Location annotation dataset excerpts
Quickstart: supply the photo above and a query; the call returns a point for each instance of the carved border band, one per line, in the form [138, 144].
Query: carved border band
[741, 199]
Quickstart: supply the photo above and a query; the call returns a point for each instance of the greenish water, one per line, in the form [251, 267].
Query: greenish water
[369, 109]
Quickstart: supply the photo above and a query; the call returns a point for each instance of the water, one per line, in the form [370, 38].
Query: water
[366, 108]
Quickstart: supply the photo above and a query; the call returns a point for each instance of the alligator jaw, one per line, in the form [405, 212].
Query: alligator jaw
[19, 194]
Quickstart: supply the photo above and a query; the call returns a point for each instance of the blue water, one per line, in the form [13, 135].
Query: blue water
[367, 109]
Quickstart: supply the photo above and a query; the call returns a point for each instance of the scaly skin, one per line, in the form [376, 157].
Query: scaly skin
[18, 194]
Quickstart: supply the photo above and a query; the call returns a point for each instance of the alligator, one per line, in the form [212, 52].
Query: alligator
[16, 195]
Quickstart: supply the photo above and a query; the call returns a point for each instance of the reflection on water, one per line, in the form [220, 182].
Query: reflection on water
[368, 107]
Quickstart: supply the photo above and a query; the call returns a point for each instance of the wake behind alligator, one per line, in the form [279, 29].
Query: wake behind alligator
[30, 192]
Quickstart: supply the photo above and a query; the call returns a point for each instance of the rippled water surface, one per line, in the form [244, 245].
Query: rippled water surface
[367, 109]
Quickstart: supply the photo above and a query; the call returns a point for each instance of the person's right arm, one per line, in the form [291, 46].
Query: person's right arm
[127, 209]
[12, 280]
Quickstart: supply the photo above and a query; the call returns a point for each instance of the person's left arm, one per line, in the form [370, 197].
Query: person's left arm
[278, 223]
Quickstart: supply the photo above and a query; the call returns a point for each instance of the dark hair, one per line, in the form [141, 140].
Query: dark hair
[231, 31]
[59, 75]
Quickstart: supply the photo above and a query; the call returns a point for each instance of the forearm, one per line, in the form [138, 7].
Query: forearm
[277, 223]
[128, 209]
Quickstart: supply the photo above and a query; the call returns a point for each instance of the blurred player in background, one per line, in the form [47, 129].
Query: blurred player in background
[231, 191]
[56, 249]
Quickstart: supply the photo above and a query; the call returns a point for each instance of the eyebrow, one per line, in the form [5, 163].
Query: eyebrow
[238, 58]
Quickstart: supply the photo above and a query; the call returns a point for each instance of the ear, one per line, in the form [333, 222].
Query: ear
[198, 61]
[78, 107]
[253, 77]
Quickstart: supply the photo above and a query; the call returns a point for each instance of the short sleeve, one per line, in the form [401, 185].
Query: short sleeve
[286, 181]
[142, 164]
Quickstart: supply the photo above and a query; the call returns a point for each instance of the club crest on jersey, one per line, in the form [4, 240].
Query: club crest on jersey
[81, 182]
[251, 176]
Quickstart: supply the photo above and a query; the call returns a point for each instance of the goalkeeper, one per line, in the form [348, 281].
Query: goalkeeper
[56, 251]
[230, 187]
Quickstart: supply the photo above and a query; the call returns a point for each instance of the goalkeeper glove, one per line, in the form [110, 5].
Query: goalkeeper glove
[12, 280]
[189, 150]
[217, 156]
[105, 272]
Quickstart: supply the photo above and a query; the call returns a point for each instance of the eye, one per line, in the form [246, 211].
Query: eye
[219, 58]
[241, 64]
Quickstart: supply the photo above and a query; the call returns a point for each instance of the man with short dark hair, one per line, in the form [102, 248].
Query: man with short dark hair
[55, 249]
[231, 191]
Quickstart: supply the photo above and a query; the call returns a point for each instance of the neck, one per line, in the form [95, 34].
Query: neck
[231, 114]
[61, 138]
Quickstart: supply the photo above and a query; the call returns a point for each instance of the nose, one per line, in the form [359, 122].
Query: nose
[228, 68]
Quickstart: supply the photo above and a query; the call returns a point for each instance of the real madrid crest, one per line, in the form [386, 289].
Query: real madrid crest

* _Written problem_
Reproduce the complete data exactly as presented above.

* _The output_
Quickstart: supply the photo above and a query; the call returns a point for each instance of the carved border band, one per line, in the form [138, 144].
Query: carved border band
[741, 199]
Quickstart: supply the photo above and a query; the call returns a point for each instance of the greenish water, one per line, in the form [251, 267].
Query: greenish water
[369, 109]
Quickstart: supply the photo above and a query; the call returns a point for each instance of the water, one per line, in the form [370, 38].
Query: water
[366, 108]
Quickstart: supply the photo above and a query; the call returns a point for each instance of the alligator jaw, one per line, in the form [405, 212].
Query: alligator jaw
[19, 194]
Quickstart: supply the photo above and a query; the call returns a point for each instance of the blue water, one per line, in the form [13, 135].
Query: blue water
[367, 109]
Quickstart: supply the photo above and a query; the call returns a point for each instance of the scaly skin, one per line, in the form [376, 157].
Query: scaly skin
[18, 194]
Quickstart: supply the photo above and a query; the call returns a point for each instance of the alligator, one per line, in the form [212, 52].
Query: alligator
[16, 195]
Quickstart: supply the photo above and a query; the call returns a point for each instance of the reflection on water, one per line, in the form [220, 182].
Query: reflection on water
[368, 107]
Quickstart: supply the photo above and a query; the call returns a point for each instance of the wake behind alligator, one per line, in the form [279, 29].
Query: wake behind alligator
[30, 192]
Quickstart: supply the photo above and a query; the call returns a point for each instance of the rippled water surface, one per line, in the form [244, 245].
Query: rippled water surface
[367, 109]
Quickstart: supply the photo above and a query; the call returns a point for each instance of the person's right arm, one per line, in the form [291, 46].
Query: person's right arm
[127, 209]
[12, 280]
Quickstart: supply the photo above and a query; the call returns a point for each instance of the person's left arm, one per line, in the form [370, 197].
Query: person's left arm
[278, 223]
Quickstart: supply the photo above and a query; the call returns a point for each instance of the dark hair, one per line, in the form [141, 140].
Query: dark hair
[231, 31]
[59, 75]
Quickstart: supply the photo above and a query; the call returns a point for each instance of the forearm, one per line, in the form [138, 7].
Query: forearm
[277, 223]
[128, 209]
Quickstart: supply the photo above and a query; the call returns a point for each instance of the blurred player in background, one per line, in the form [47, 129].
Query: blurred player in background
[231, 191]
[56, 249]
Quickstart: supply the photo above and a query; the call returns a point for each instance of the eyebrow, one per line, in the form [5, 163].
Query: eyebrow
[238, 58]
Quickstart: supply the photo above and a query; the call returns a point for each instance of the ear, one per line, in the form [333, 222].
Query: ear
[198, 61]
[78, 107]
[253, 77]
Quickstart: supply the photo above and a query; the call returns a point for each instance of the short sleeve, one per line, in the form [401, 185].
Query: short sleeve
[286, 181]
[142, 164]
Quickstart: supply the photo above and a query; the call returns a point for each instance of the club crest on jersey, one per line, in the form [4, 240].
Query: club crest on jersey
[81, 182]
[251, 176]
Quickstart: supply the photo above and a query; the call returns a point for each instance of the goalkeeper, one per line, in the form [348, 281].
Query: goalkeeper
[56, 251]
[230, 187]
Quickstart: supply the photo above and a query; the call returns a point for each instance of the goalkeeper glove, one per line, in the form [110, 5].
Query: goalkeeper glove
[12, 280]
[189, 150]
[217, 156]
[105, 272]
Quickstart: supply the photo above and a query; the call returns a point for each instance of the eye, one per line, in the form [246, 211].
Query: eye
[219, 58]
[241, 64]
Quickstart: supply the photo above and a query; the call returns a point for each instance of the man with short dark hair, one per line, in the form [102, 248].
Query: man with short dark hair
[55, 249]
[231, 191]
Quickstart: supply the photo above and a query; the call returns a point for each instance of the neck, one per line, in the form [95, 34].
Query: neck
[231, 114]
[61, 138]
Quickstart: supply the photo above and a query; the call returns a point for each instance of the nose, one per line, in the form [359, 122].
Query: nose
[228, 68]
Quickstart: supply the photo above and a query; the call returns a point for each instance of the real madrid crest, one per line, in the form [386, 289].
Query: real madrid crest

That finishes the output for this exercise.